◆ Exercise 1: Write the entries between the line holding "Wanted = one point per instance on the building" and the line holding "x=267, y=507", inclusive, as a JSON list of strings with one string per line and no blank lines.

◆ Source text:
• • •

WINTERBERG, Germany - Erin Hamlin of the United States fought through snowfall and blowing snow to finish sixth Sunday in a World Cup luge women's race.

The 2009 world champion and two-time Olympian finished 1.1 seconds off the pace as this winter sports hub in northern Germany lived up to its name with biting cold conditions during the training week, before warmer temperatures and snowfall arrived on the weekend.

"It was snowing a little bit," Hamlin said. "But the wind was blowing it everywhere and it looked like a blizzard at times. The track crew swept the start the whole time. The course was a lot faster all week in training. I was going faster in training that I did in last year's race."

Once again it was Germany that blew through the competition on home ice as the German women captured their 100th consecutive tour event dating back to 1997. They celebrated afterward with a special victory cake that was baked prior to the race.

The second half of Sunday's doubleheader - by then, the snowfall was dense - saw the home team complete the sweep as Germany captured the team relay with the U.S. fourth.

The relay event is bidding for inclusion by the International Olympic Committee into the 2014 Sochi, Russia Winter Olympics.

Tatyana Huefner, 2010 Olympic champion, won for the second straight week and led a 1-2-4-5 singles finish for her team. Huefner leads the overall World Cup standings with 200 points.

Hamlin, a Remsen native, showed her considerable driving skills after falling behind in each heat at the top. Giving approximately .1 of a second to the leaders on a flat start ramp, Hamlin gained speed at each interval and literally drove her way up the ranks on the challenging 1,293 meter-long, 15 curve Winterberg course.

"Overall my start is better than it's been," Hamlin said. "But the flat start here is not ideal for me. Then there's a weird, small curve to negotiate (after the start), but I've got that down pretty good."

The American is tied for third place on the campaign with Anke Wischnewski, of Germany, at 120 points. Wischnewski took fourth Sunday.

Huefner, now with 23 tour victories, clocked the best heats of the day with 57.654 and 57.015 seconds for a total of 1 minute, 54.669 seconds. She was showered with champagne upon crossing the finish line.

Only Alex Gough of Canada was able to interrupt the Germans as she achieved the best World Cup result of her career with the bronze medal. Gough was fourth in the 2009 world championships. Ironically, Gough and her Canadian teammates, anxious to compete in Calgary, Alberta next week, are guided by two former members of the German coaching staff.

Natalie Geisenberger of Germany was a distant second despite a first-heat start record. The Vancouver Olympic bronze medal winner, second overall with 170 points, was .6 of a second off the pace in 1:55.283. She was runner-up for the second time on the young season. Gough was another .13 back in 1:55.411. Hamlin's final time was 1:55.785.

The U.S. team showed depth in placing three in the top 15 as 2002 Olympian Ashley Walden of Westborough, Mass. and Lake Placid finished 12th in 1:56.704, with 2010 Olympian Julia Clukey 14th at 1:56.852.

Walden is seventh on the season with 87 points, while Clukey is tied for 13th with 62.

"The snow and wind made for difficult conditions," said U.S. Program Director Mark Grimmette. "Erin and Julia had good second runs, but Ashley had some time killers in both heats."

• • •

◆ Exercise 2: According to the luge race report, what was Erin Hamlin's final time?

◆ The records:
• • •

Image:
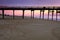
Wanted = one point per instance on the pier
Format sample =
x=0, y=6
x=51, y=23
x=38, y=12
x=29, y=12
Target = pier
x=42, y=9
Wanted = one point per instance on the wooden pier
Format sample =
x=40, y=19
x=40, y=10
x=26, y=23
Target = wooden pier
x=42, y=9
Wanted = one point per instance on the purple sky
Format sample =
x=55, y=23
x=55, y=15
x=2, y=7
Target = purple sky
x=29, y=2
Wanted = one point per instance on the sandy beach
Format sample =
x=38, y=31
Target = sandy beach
x=29, y=29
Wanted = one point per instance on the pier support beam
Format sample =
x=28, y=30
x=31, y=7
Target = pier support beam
x=43, y=14
x=48, y=14
x=32, y=14
x=13, y=14
x=2, y=14
x=40, y=14
x=52, y=14
x=23, y=14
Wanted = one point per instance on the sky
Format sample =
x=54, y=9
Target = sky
x=30, y=2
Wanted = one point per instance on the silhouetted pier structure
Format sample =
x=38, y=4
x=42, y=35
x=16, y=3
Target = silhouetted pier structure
x=42, y=9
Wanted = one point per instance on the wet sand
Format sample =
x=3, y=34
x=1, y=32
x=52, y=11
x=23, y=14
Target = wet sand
x=29, y=29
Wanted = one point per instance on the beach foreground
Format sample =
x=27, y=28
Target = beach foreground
x=29, y=29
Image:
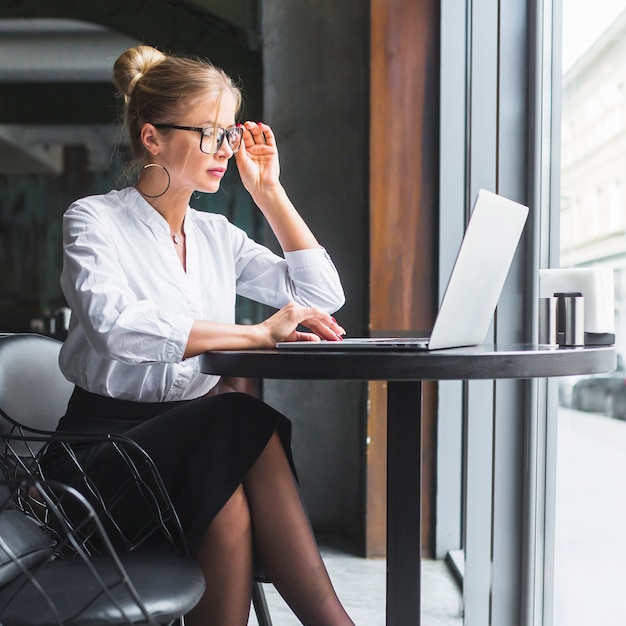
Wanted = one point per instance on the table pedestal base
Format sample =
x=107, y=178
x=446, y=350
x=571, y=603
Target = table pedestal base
x=404, y=502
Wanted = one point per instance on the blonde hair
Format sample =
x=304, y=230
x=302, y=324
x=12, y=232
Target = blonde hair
x=156, y=87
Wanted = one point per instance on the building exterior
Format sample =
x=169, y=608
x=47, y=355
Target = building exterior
x=593, y=171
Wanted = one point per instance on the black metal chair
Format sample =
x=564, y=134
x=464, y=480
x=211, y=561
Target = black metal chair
x=41, y=586
x=33, y=397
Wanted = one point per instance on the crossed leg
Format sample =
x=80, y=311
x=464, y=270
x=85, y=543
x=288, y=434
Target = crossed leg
x=267, y=507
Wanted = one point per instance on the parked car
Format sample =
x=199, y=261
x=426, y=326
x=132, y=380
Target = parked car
x=602, y=393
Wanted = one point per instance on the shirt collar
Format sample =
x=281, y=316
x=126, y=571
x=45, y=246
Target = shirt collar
x=146, y=212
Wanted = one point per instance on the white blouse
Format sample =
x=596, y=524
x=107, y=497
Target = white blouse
x=133, y=304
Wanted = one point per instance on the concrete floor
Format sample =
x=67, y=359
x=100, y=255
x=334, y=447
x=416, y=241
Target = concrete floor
x=360, y=584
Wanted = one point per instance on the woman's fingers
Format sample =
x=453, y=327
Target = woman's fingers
x=283, y=325
x=257, y=133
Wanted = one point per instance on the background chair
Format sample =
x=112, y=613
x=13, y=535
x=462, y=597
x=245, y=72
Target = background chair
x=38, y=587
x=33, y=397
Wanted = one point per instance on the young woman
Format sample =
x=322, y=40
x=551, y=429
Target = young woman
x=152, y=284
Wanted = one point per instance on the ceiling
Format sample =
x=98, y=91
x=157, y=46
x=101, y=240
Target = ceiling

• • •

◆ Task result 1:
[
  "Wanted = one point per instance on the building exterior",
  "Format sample =",
  "x=169, y=608",
  "x=47, y=355",
  "Target = building exterior",
  "x=593, y=171",
  "Wanted = one point per instance on the black metal chair",
  "Format sample =",
  "x=564, y=134",
  "x=464, y=480",
  "x=211, y=561",
  "Target = black metal chair",
  "x=41, y=586",
  "x=33, y=397",
  "Wanted = one point per instance on the crossed leg",
  "Format sample =",
  "x=80, y=311",
  "x=464, y=270",
  "x=85, y=543",
  "x=288, y=434",
  "Target = crossed leg",
  "x=267, y=507"
]

◆ Task result 2: 1:55.785